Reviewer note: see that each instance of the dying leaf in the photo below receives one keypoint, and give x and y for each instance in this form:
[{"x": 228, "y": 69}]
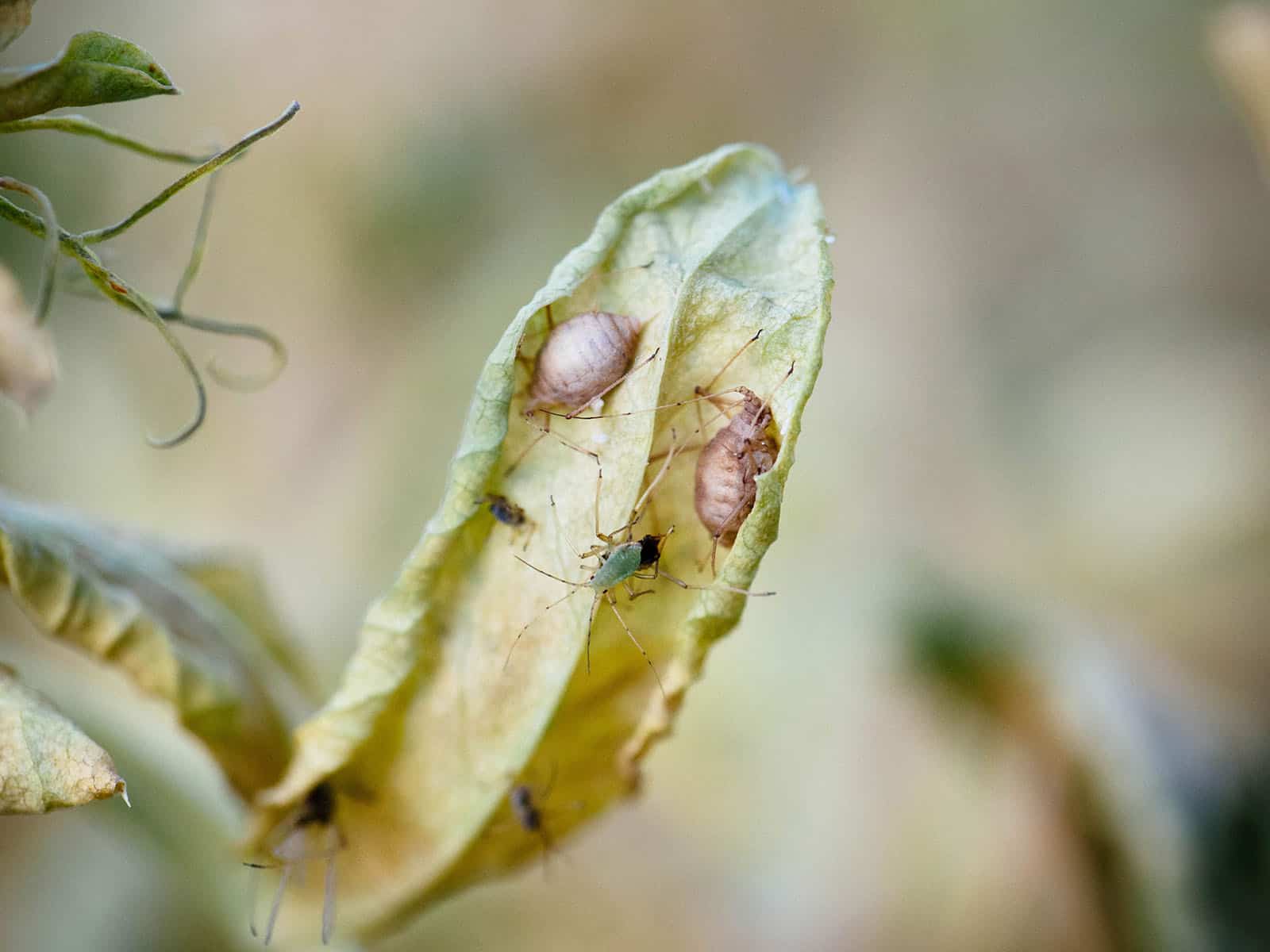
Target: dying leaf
[
  {"x": 48, "y": 762},
  {"x": 427, "y": 725},
  {"x": 95, "y": 67},
  {"x": 29, "y": 363},
  {"x": 125, "y": 603},
  {"x": 14, "y": 18}
]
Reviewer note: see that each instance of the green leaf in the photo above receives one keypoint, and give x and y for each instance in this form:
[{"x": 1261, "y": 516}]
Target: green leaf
[
  {"x": 14, "y": 18},
  {"x": 95, "y": 67},
  {"x": 124, "y": 602},
  {"x": 427, "y": 727},
  {"x": 46, "y": 762}
]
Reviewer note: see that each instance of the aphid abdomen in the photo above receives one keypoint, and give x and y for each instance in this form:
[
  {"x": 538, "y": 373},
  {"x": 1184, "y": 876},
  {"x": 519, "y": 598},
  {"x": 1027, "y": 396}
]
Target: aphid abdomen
[
  {"x": 581, "y": 359},
  {"x": 727, "y": 469},
  {"x": 619, "y": 565}
]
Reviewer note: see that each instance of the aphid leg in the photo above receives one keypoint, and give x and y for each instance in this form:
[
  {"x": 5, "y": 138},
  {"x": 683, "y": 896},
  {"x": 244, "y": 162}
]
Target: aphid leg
[
  {"x": 529, "y": 535},
  {"x": 253, "y": 888},
  {"x": 632, "y": 592},
  {"x": 573, "y": 590},
  {"x": 635, "y": 641},
  {"x": 591, "y": 624},
  {"x": 602, "y": 393},
  {"x": 732, "y": 359},
  {"x": 546, "y": 431},
  {"x": 524, "y": 454},
  {"x": 638, "y": 512},
  {"x": 546, "y": 790},
  {"x": 328, "y": 904},
  {"x": 683, "y": 584},
  {"x": 277, "y": 903}
]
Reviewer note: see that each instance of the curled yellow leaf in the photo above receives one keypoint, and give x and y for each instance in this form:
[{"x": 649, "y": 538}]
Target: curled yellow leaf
[
  {"x": 124, "y": 602},
  {"x": 463, "y": 687},
  {"x": 46, "y": 762}
]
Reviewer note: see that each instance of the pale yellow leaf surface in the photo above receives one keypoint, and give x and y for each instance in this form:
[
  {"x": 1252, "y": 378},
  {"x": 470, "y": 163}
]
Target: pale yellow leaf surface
[
  {"x": 429, "y": 730},
  {"x": 46, "y": 762}
]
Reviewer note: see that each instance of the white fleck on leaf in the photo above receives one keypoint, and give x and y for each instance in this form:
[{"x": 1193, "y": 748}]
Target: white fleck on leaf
[{"x": 46, "y": 762}]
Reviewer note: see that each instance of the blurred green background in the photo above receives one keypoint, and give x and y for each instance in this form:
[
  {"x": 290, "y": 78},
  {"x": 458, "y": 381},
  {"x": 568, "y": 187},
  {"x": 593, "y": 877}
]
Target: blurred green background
[{"x": 1045, "y": 391}]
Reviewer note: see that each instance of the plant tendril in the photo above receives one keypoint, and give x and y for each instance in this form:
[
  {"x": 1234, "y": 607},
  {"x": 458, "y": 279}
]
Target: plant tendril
[{"x": 48, "y": 276}]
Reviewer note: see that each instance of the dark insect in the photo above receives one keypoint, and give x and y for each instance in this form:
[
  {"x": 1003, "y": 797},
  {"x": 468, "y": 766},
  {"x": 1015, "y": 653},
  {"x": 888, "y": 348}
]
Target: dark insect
[
  {"x": 511, "y": 516},
  {"x": 311, "y": 833}
]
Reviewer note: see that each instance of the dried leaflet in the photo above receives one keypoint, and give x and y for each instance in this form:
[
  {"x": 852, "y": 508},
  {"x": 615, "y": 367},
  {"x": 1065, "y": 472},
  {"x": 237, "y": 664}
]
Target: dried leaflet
[
  {"x": 127, "y": 606},
  {"x": 427, "y": 720},
  {"x": 29, "y": 365},
  {"x": 46, "y": 762}
]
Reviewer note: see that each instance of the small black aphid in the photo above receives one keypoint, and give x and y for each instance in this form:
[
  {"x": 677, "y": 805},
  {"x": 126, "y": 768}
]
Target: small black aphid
[
  {"x": 526, "y": 812},
  {"x": 506, "y": 511},
  {"x": 319, "y": 806}
]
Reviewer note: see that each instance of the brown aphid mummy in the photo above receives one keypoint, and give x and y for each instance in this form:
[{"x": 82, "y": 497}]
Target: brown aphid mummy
[
  {"x": 295, "y": 846},
  {"x": 582, "y": 359},
  {"x": 728, "y": 465}
]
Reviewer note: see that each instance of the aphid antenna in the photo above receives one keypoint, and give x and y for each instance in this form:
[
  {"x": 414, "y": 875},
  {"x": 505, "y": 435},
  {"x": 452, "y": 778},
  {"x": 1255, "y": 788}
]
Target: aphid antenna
[{"x": 556, "y": 516}]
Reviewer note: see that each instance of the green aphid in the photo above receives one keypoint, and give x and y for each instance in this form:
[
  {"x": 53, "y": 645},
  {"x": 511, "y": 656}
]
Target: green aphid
[{"x": 620, "y": 562}]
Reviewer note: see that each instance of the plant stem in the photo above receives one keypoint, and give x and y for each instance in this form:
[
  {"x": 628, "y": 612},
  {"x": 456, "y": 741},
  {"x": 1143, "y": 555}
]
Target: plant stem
[
  {"x": 51, "y": 243},
  {"x": 83, "y": 126},
  {"x": 92, "y": 238}
]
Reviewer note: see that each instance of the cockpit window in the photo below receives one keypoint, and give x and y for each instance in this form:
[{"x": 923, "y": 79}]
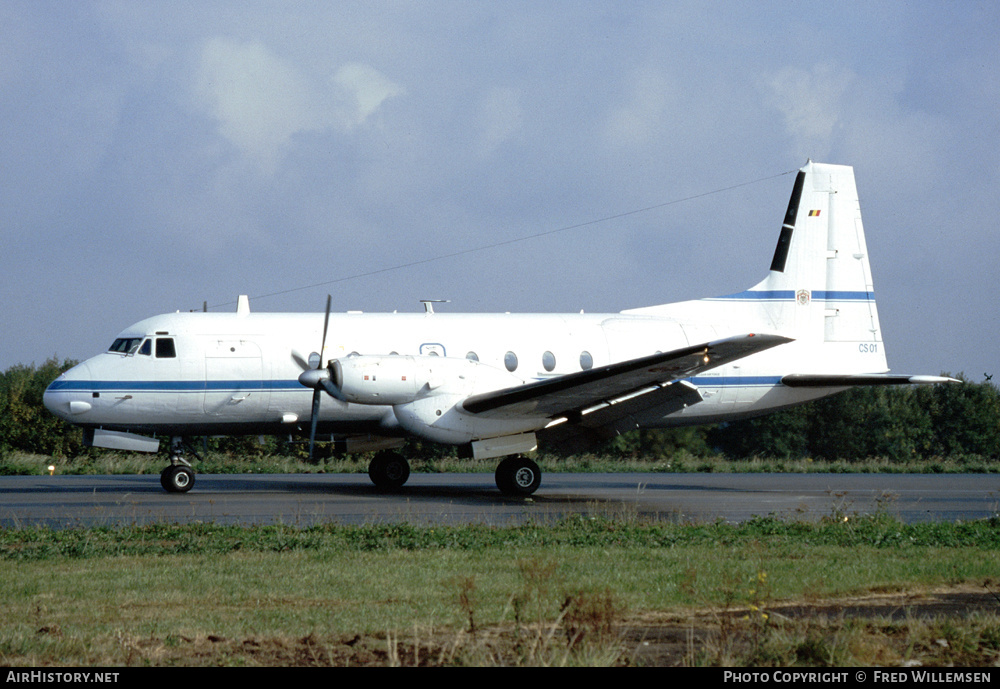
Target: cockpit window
[
  {"x": 125, "y": 345},
  {"x": 165, "y": 348}
]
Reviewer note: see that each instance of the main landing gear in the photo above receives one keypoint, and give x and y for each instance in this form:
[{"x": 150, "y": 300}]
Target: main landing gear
[
  {"x": 179, "y": 476},
  {"x": 515, "y": 476},
  {"x": 518, "y": 476},
  {"x": 388, "y": 470}
]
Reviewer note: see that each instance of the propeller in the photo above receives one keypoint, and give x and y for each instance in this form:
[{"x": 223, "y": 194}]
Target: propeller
[{"x": 317, "y": 377}]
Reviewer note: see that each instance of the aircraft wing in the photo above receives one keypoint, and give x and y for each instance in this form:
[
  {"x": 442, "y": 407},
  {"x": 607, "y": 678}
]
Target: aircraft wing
[{"x": 639, "y": 382}]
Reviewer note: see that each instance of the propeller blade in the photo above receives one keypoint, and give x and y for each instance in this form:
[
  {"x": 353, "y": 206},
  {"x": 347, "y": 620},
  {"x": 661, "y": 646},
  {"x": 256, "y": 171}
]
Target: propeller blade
[
  {"x": 318, "y": 381},
  {"x": 302, "y": 362},
  {"x": 313, "y": 422}
]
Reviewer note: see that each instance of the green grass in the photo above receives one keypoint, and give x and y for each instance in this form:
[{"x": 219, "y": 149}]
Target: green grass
[
  {"x": 20, "y": 463},
  {"x": 114, "y": 596}
]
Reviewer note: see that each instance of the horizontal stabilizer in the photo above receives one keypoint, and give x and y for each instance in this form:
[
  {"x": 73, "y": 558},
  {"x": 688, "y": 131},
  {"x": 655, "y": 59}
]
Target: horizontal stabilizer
[{"x": 810, "y": 380}]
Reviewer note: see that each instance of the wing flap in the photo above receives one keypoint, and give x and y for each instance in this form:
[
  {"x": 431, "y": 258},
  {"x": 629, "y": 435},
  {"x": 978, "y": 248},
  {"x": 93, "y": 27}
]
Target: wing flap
[
  {"x": 597, "y": 424},
  {"x": 575, "y": 392}
]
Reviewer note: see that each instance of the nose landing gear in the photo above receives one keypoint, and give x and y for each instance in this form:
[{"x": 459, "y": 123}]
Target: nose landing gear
[{"x": 179, "y": 476}]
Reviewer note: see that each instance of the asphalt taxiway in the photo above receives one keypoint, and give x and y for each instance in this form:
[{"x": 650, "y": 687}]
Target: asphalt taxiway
[{"x": 309, "y": 499}]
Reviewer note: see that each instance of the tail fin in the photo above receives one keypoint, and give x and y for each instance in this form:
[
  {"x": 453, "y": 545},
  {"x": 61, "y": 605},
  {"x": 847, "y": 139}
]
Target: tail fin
[{"x": 819, "y": 289}]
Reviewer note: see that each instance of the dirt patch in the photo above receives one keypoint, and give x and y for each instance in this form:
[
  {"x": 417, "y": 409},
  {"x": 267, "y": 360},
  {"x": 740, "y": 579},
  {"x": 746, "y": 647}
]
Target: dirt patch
[{"x": 888, "y": 629}]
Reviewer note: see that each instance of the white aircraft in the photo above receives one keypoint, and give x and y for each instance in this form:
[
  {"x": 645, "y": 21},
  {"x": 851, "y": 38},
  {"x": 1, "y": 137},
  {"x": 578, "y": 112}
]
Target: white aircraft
[{"x": 501, "y": 385}]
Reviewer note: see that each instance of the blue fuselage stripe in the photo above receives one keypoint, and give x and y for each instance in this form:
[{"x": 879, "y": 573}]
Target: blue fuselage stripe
[{"x": 196, "y": 386}]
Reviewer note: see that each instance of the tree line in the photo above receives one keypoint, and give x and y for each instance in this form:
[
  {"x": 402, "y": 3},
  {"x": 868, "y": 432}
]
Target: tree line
[{"x": 894, "y": 423}]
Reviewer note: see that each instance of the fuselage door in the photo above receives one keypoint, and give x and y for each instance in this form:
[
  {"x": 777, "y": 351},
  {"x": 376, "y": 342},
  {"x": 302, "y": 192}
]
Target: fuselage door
[{"x": 234, "y": 379}]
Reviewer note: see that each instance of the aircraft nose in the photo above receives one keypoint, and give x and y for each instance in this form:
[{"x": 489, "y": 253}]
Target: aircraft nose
[{"x": 66, "y": 396}]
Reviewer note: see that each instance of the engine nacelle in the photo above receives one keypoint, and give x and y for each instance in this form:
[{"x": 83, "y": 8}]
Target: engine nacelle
[
  {"x": 426, "y": 393},
  {"x": 395, "y": 380}
]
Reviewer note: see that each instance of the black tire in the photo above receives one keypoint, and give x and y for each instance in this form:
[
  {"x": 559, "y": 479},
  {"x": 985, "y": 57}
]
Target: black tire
[
  {"x": 177, "y": 478},
  {"x": 518, "y": 476},
  {"x": 389, "y": 470}
]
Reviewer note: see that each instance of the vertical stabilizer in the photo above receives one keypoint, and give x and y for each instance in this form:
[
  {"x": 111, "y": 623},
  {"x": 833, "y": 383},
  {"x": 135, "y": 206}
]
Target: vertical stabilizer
[{"x": 819, "y": 289}]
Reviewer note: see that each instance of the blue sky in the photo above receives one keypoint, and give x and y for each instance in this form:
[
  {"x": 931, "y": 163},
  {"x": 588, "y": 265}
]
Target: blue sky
[{"x": 159, "y": 155}]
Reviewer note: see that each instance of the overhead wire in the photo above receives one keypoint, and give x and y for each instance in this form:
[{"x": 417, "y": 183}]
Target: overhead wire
[{"x": 515, "y": 240}]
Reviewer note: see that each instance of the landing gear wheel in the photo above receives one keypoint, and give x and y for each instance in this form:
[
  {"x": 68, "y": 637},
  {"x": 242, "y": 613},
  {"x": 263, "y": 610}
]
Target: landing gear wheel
[
  {"x": 177, "y": 478},
  {"x": 389, "y": 470},
  {"x": 518, "y": 476}
]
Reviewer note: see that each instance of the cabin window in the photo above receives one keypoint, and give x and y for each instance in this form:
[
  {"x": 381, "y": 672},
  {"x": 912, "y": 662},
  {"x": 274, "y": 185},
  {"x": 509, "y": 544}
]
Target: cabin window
[
  {"x": 165, "y": 348},
  {"x": 548, "y": 361},
  {"x": 510, "y": 361}
]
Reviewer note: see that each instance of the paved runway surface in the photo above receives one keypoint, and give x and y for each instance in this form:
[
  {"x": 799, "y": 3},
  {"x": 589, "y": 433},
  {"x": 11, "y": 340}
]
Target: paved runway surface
[{"x": 305, "y": 500}]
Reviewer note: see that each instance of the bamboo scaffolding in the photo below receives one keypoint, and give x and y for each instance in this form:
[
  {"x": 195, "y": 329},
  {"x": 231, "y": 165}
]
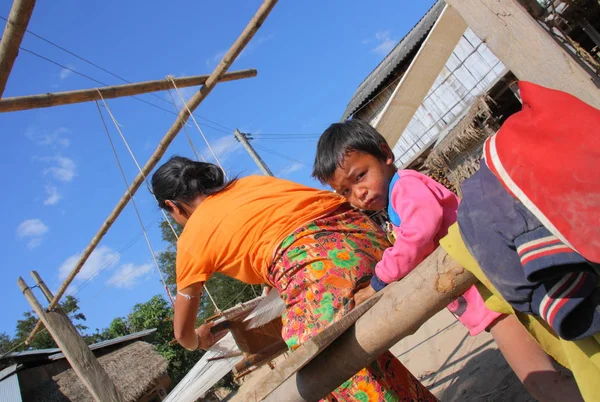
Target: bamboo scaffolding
[
  {"x": 18, "y": 19},
  {"x": 233, "y": 52},
  {"x": 116, "y": 91}
]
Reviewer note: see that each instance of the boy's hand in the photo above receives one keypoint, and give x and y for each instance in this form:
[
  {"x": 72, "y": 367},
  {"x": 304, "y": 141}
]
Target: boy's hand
[
  {"x": 363, "y": 294},
  {"x": 206, "y": 338}
]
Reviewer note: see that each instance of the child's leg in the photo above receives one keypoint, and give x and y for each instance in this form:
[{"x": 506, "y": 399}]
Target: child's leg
[{"x": 531, "y": 364}]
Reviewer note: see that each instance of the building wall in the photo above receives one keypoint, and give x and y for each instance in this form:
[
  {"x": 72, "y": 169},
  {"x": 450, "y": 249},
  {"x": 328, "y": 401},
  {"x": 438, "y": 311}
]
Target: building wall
[{"x": 469, "y": 72}]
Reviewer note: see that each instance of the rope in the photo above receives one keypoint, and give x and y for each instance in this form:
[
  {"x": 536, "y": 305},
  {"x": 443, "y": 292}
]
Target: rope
[
  {"x": 137, "y": 212},
  {"x": 197, "y": 126},
  {"x": 117, "y": 126},
  {"x": 188, "y": 134}
]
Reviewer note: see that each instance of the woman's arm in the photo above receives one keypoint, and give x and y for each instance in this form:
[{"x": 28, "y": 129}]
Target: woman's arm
[{"x": 184, "y": 322}]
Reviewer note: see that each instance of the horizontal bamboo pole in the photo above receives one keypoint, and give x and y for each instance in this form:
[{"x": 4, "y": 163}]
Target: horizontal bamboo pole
[
  {"x": 227, "y": 60},
  {"x": 18, "y": 19},
  {"x": 117, "y": 91},
  {"x": 401, "y": 309}
]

### Task to carry out:
If the word "below" is on a line above, return that line.

### Answer box:
Reviewer note: see that each instance of the dying leaf in the photo below receives one keypoint, and give x and y for each instance in this form:
Reviewer note: see that each instance of the cockpit window in the photo below receives one keypoint, and give x and y for each instance in this form:
Reviewer note: see that each instance of the bamboo scaffolding in the photo below receives one keypoint, and give x and y for each instance in this form:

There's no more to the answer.